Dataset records
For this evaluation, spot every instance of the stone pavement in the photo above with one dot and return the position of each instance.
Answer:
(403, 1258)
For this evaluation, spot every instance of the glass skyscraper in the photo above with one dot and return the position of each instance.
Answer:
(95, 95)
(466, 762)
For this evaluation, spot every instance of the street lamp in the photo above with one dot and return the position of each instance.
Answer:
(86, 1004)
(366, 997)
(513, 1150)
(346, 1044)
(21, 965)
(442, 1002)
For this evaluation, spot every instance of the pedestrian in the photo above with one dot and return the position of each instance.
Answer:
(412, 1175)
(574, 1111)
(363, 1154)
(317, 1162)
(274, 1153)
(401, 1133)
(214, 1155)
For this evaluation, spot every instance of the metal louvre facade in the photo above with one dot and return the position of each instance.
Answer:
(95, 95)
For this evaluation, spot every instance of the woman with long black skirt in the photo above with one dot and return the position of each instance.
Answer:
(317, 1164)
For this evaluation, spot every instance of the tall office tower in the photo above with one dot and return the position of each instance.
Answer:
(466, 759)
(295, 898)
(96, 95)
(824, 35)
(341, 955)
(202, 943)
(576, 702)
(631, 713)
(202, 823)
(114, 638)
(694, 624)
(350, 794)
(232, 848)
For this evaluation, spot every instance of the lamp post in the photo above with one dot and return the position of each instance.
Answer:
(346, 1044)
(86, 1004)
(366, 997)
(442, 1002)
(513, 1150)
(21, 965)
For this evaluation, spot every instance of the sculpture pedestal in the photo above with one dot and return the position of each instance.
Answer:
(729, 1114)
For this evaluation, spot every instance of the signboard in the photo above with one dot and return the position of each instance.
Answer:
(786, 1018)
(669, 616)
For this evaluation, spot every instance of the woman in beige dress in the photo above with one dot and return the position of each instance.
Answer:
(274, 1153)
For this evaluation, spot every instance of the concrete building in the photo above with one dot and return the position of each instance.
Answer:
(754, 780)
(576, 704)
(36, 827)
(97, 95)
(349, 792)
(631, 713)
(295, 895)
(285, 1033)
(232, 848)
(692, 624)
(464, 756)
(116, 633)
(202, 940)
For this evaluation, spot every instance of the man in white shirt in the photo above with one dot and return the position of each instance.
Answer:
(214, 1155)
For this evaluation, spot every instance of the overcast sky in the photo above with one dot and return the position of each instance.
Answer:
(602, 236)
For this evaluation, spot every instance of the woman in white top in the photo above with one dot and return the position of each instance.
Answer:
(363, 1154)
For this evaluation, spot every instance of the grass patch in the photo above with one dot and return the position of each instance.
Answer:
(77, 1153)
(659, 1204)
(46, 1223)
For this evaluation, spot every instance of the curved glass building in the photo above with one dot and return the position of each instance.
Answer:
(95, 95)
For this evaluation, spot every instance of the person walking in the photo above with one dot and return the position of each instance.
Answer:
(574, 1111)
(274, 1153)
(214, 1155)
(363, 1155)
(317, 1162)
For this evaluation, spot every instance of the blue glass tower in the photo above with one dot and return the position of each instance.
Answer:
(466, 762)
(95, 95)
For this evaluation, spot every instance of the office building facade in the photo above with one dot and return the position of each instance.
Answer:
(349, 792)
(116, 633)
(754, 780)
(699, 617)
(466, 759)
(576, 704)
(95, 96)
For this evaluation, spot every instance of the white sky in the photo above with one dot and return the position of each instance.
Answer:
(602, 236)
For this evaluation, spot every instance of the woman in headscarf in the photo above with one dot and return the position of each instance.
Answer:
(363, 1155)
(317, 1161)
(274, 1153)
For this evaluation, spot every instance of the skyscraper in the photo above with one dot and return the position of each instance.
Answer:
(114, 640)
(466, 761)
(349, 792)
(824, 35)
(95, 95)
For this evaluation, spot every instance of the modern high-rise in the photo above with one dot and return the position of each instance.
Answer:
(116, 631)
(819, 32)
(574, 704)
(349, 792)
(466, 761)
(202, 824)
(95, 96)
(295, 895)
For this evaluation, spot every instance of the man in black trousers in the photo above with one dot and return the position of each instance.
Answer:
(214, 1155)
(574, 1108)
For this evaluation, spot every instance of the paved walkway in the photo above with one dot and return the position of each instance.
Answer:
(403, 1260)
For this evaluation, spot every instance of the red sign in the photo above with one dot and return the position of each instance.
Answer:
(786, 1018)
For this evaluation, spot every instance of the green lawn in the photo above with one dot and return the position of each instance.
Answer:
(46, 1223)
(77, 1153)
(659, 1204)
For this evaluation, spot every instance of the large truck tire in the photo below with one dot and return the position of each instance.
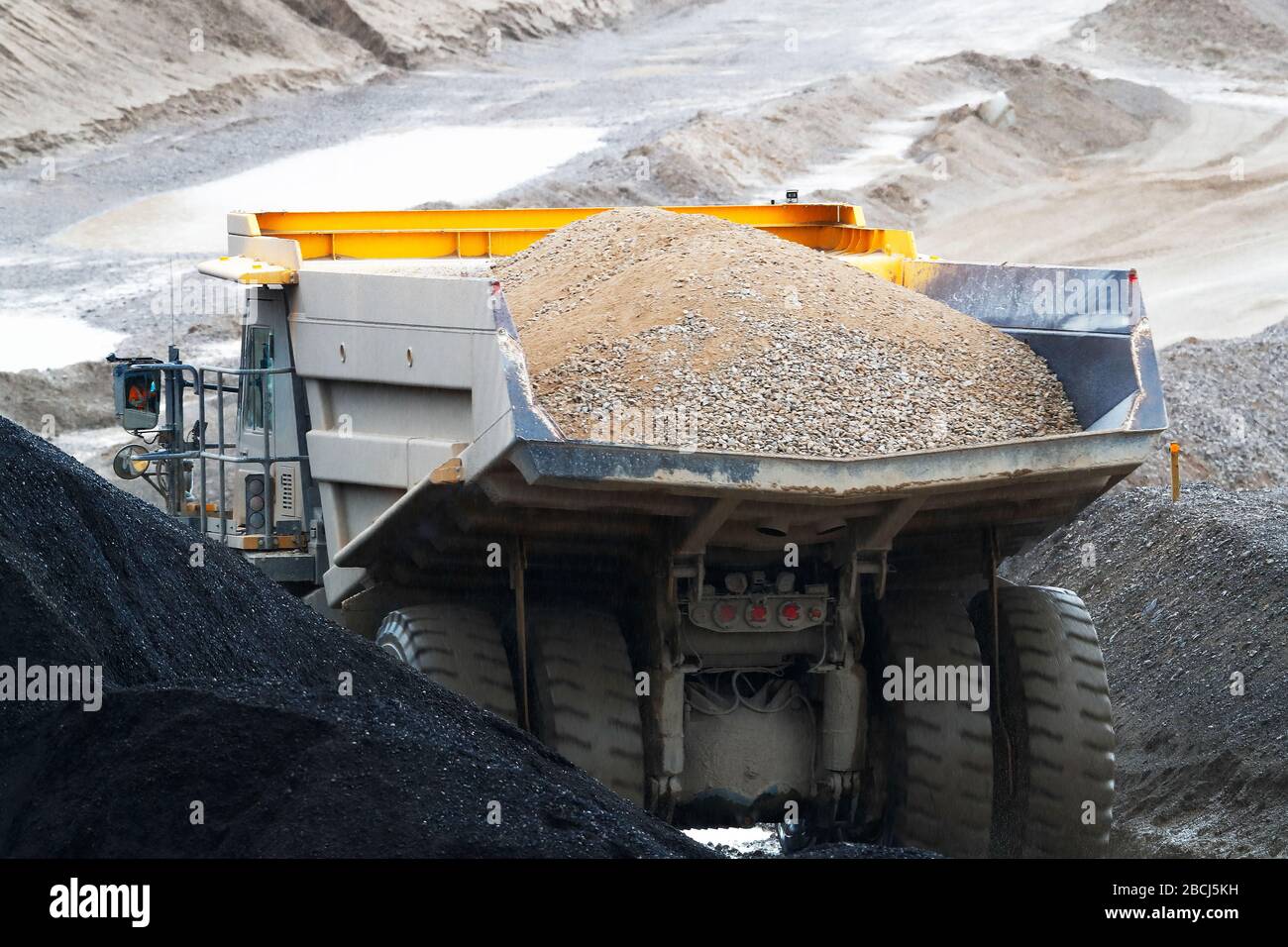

## [Instructions for the task]
Reproduce the lines of the listing above, beginning at the start of the listing and continuing through the line that contains "(403, 1258)".

## [The answer]
For this evaluation, spot every instance of the stone pavement in the photo above with one dot and return the position of each instance.
Answer:
(403, 1258)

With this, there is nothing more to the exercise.